▶ _EXERCISE OBJECTIVE_: Please extract the part of the machete attack transcript that begins at the words "The restaurant is" and stops after "confronting the suspect.", copying it word for word.

▶ _PASSAGE_:

Content starts

Aired February 12, 2016 - 16:30   ET


DEBORAH FEYERICK, CNN NATIONAL CORRESPONDENT (voice-over): A man with a machete attacked and injured four people, one of them critically.

[16:30:03] 911 CALLER: It the table right in front of me. He just started attacking people.

KAREN BASS, WITNESS: I thought it was a personal thing and then he just started down the row hitting everybody with something. I don't know. People were bleeding.

FEYERICK: Officials say the attacker is 30-year-old Mohamed Barry. He's of Somali origin and has a drug-related criminal record. The FBI is looking into Barry's recent travel and any potential links to jihad.

The restaurant is owned by an Israeli Arab Christian. Hany Baransi tells the "Columbus Dispatch" the attacker was apparently inside the restaurant asking an employee about him.

HANY BARANSI, OWNER OF RESTAURANT: I understood that he left, came back 30 minutes later and attacked a person and then started slicing up people down the booths.

FEYERICK: People inside the restaurant fought back. Some of them throwing chairs. Another confronting the suspect.

SGT. RICHARD WEINER, COLUMBUS POLICE DEPARTMENT: Nobody inside from the people that we've spoken to, whether it be some of the patrons or the employees, nobody said that they knew him.

FEYERICK: The suspect fled, driving off with multiple police cruisers chasing.

DISPATCH: He is trying to get out of the vehicle. He's getting ready to go again. He's moving in.

Content ends

▶ _PROVIDED DATA_:
Content starts

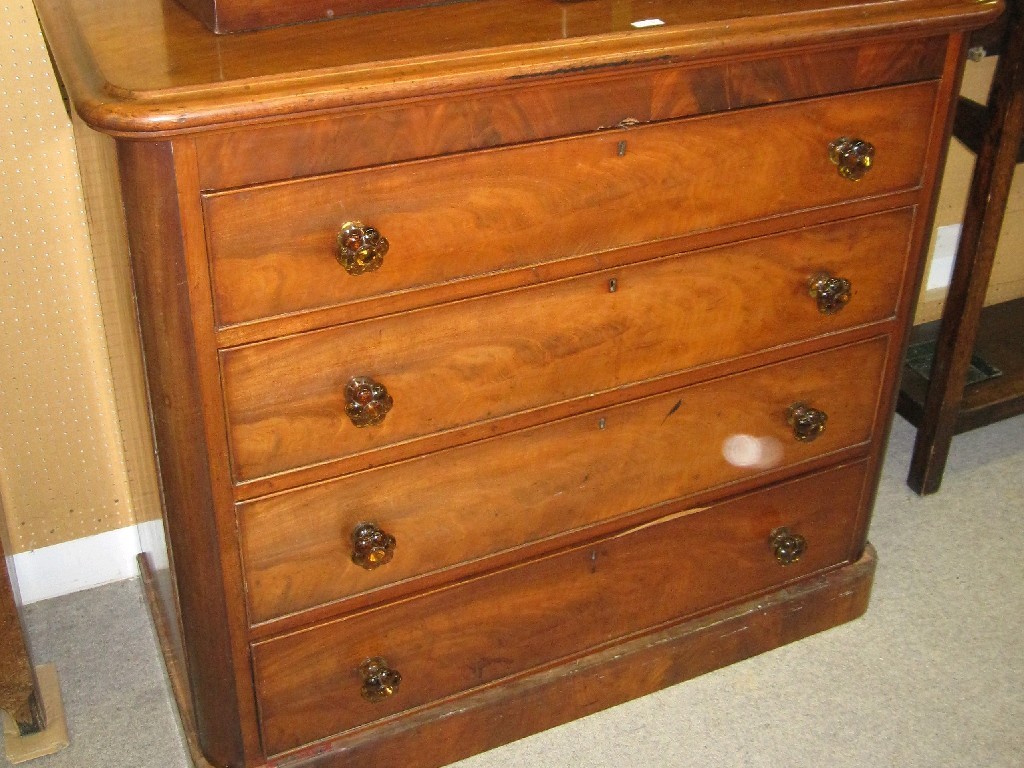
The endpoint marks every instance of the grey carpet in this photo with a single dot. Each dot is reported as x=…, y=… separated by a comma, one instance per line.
x=932, y=676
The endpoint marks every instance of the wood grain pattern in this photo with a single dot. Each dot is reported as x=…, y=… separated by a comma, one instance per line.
x=157, y=240
x=550, y=268
x=475, y=501
x=515, y=620
x=19, y=695
x=185, y=78
x=525, y=112
x=464, y=363
x=551, y=201
x=497, y=715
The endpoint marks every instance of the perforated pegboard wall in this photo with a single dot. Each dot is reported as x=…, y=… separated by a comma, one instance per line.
x=61, y=466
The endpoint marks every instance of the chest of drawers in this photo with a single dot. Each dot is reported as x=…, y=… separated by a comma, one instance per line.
x=508, y=360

Content ends

▶ _TASK RESULT_:
The restaurant is owned by an Israeli Arab Christian. Hany Baransi tells the "Columbus Dispatch" the attacker was apparently inside the restaurant asking an employee about him.

HANY BARANSI, OWNER OF RESTAURANT: I understood that he left, came back 30 minutes later and attacked a person and then started slicing up people down the booths.

FEYERICK: People inside the restaurant fought back. Some of them throwing chairs. Another confronting the suspect.